==== Passage shown ====

Michael F Oppenheimer
Clinical Professor
Center for Global Affairs
- BA, Beloit College
- MA, University of Virginia
mo41@nyu.edu
Michael Oppenheimer leads the IR Futures concentration at CGA, teaching courses on International Relations (core course), The Future of International Relations, and U.S. Foreign policy. He also oversees an ongoing research and consulting project for the UN Security Council’s Counter Terrorism Executive Directorate, which involves students directly in advising the UN system on counter terrorism policies and practices. He writes and speaks publicly on U.S foreign policy and on the future of international relations. He has had a varied career, beginning with several years with the U.S. government, then in strategic consulting for government policy makers and private firms, and-since 2005-teaching and research at CGA. His particular specialty is how to think about uncertainty, complexity and change, and how perceptions of future change can be incorporated into the foreign policy process, in order to improve early warning and agility. He has applied his skills in research and consulting for the US intelligence community, the Department of State, the Joint Chiefs of Staff, the UN, and many others. He is a life member of the Council on Foreign Relations, and is actively involved (and involves his students) in the foreign policy/IR community.

====

Directions →
(a) Answer these questions about the faculty profile of Michael Oppenheimer:
(i) Which college granted his BA?
(ii) Since what year has he been teaching and researching at CGA?
(iii) Of what organization is he a life member?
(b) Pick up the faculty profile of Michael Oppenheimer after its last sentence and carry it on.
The entries play no part in this work.

==== Information given ====

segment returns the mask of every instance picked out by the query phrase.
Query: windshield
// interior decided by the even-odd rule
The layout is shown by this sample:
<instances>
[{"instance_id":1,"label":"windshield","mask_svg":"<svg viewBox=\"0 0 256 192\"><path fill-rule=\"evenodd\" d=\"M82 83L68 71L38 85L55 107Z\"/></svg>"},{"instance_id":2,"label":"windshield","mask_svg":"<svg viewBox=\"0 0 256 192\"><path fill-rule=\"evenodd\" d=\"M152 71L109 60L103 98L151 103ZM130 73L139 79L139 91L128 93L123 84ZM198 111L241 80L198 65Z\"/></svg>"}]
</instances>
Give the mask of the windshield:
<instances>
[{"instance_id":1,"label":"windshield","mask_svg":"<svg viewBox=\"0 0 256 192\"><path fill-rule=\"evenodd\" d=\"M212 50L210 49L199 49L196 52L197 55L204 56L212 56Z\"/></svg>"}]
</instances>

====

Answers for each item →
(a)
(i) Beloit College
(ii) 2005
(iii) The Council on Foreign Relations

(b)
He is author of several op eds, articles and books on international politics and U.S. foreign policy, and on the process and value of strategic foresight. His latest book is Pivotal Countries, Alternate Futures, published by Oxford University Press in 2015. His recent op eds on such platforms as CNN, Foreign Affairs Asian blog, The Hill, and the Atlantic Council, cover U.S. policy towards the war in Ukraine, U.S. policy towards North Korea, and other contemporary issues. His chapter entitled Hard times Ahead for U.S. Soft Power, appears in Soft Power and the Future of U.S. Foreign Policy, to be published by Manchester University Press in June of 2023.